Restate all entries exactly.

Data provided ::
[Start of Attachment]

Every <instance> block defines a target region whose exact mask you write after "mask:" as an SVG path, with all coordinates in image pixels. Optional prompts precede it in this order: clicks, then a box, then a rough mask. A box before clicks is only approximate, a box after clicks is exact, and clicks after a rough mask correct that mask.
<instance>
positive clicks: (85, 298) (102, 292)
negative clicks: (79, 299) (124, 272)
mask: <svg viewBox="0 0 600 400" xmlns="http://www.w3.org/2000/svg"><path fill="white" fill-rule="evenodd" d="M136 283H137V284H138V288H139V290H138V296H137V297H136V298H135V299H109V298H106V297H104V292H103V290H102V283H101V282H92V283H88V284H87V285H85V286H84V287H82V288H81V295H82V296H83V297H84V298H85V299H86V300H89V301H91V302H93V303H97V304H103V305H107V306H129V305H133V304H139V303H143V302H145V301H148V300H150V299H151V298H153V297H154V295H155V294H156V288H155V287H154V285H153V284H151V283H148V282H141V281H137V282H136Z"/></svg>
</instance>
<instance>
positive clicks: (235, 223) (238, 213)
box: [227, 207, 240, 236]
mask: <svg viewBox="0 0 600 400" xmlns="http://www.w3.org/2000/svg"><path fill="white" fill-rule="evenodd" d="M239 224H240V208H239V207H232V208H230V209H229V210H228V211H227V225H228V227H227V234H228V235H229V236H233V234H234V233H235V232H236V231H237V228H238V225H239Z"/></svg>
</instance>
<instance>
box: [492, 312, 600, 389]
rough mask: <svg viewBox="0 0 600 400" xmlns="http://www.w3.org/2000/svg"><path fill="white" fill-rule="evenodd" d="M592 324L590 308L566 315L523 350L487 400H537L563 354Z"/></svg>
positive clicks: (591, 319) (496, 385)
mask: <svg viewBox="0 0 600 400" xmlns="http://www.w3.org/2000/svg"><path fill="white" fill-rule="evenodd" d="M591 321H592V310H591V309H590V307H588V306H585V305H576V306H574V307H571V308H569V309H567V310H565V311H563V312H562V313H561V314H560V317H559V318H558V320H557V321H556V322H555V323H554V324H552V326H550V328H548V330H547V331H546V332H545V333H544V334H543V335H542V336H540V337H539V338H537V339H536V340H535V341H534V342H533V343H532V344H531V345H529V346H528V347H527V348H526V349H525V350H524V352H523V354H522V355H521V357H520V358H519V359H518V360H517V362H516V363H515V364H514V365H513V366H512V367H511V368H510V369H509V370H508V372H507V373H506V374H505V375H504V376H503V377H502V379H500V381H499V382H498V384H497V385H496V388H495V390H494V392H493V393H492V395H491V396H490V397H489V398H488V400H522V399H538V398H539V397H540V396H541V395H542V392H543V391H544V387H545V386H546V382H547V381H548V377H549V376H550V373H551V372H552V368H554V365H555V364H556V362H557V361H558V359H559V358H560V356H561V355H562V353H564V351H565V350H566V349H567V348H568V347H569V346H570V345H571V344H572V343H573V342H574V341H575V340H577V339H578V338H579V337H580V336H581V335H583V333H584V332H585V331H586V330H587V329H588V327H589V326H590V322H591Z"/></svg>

[End of Attachment]

Problem solution ::
Every <instance> block defines a target region whose exact mask you write after "mask:" as an SVG path, with all coordinates in image pixels. Optional prompts precede it in this order: clicks, then a box, then a rough mask. A box before clicks is only approximate, a box after clicks is exact, and clicks after a rough mask correct that mask.
<instance>
positive clicks: (85, 298) (102, 292)
negative clicks: (79, 299) (124, 272)
mask: <svg viewBox="0 0 600 400" xmlns="http://www.w3.org/2000/svg"><path fill="white" fill-rule="evenodd" d="M136 283H137V284H138V288H139V290H138V296H137V297H136V298H135V299H109V298H106V297H104V292H103V290H102V283H101V282H92V283H88V284H87V285H85V286H84V287H82V288H81V295H82V296H83V297H84V298H85V299H86V300H89V301H91V302H93V303H97V304H103V305H107V306H129V305H133V304H139V303H143V302H145V301H148V300H150V299H151V298H153V297H154V295H155V294H156V288H155V287H154V285H153V284H151V283H148V282H141V281H137V282H136Z"/></svg>
</instance>
<instance>
positive clicks: (235, 223) (238, 213)
box: [227, 207, 240, 236]
mask: <svg viewBox="0 0 600 400" xmlns="http://www.w3.org/2000/svg"><path fill="white" fill-rule="evenodd" d="M239 224H240V208H239V207H232V208H230V209H229V210H228V211H227V225H228V227H227V234H228V235H229V236H233V234H234V233H235V232H236V231H237V228H238V225H239Z"/></svg>
</instance>
<instance>
box: [492, 312, 600, 389]
rough mask: <svg viewBox="0 0 600 400" xmlns="http://www.w3.org/2000/svg"><path fill="white" fill-rule="evenodd" d="M592 324L590 308L566 315L523 350L487 400H537L563 354Z"/></svg>
positive clicks: (591, 319) (496, 385)
mask: <svg viewBox="0 0 600 400" xmlns="http://www.w3.org/2000/svg"><path fill="white" fill-rule="evenodd" d="M591 321H592V310H591V309H590V307H588V306H585V305H576V306H574V307H571V308H569V309H567V310H565V311H563V312H562V313H561V314H560V317H559V318H558V320H557V321H556V322H555V323H554V324H552V326H550V328H548V330H547V331H546V332H545V333H544V334H543V335H542V336H540V337H539V338H537V339H536V340H535V341H534V342H533V343H532V344H531V345H529V346H528V347H527V348H526V349H525V350H524V352H523V354H522V355H521V357H520V358H519V359H518V360H517V362H516V363H515V364H514V365H513V366H512V367H511V368H510V369H509V370H508V372H507V373H506V374H505V375H504V376H503V377H502V379H500V381H499V382H498V384H497V385H496V388H495V390H494V392H493V393H492V395H491V396H490V397H489V398H488V400H522V399H538V398H539V397H540V396H541V395H542V392H543V391H544V387H545V386H546V382H547V381H548V377H549V376H550V373H551V372H552V368H554V365H555V364H556V362H557V361H558V359H559V358H560V356H561V355H562V353H564V351H565V350H566V349H567V348H568V347H569V346H570V345H571V344H572V343H573V342H574V341H575V340H577V339H578V338H579V337H580V336H581V335H583V333H584V332H585V331H586V330H587V329H588V327H589V326H590V322H591Z"/></svg>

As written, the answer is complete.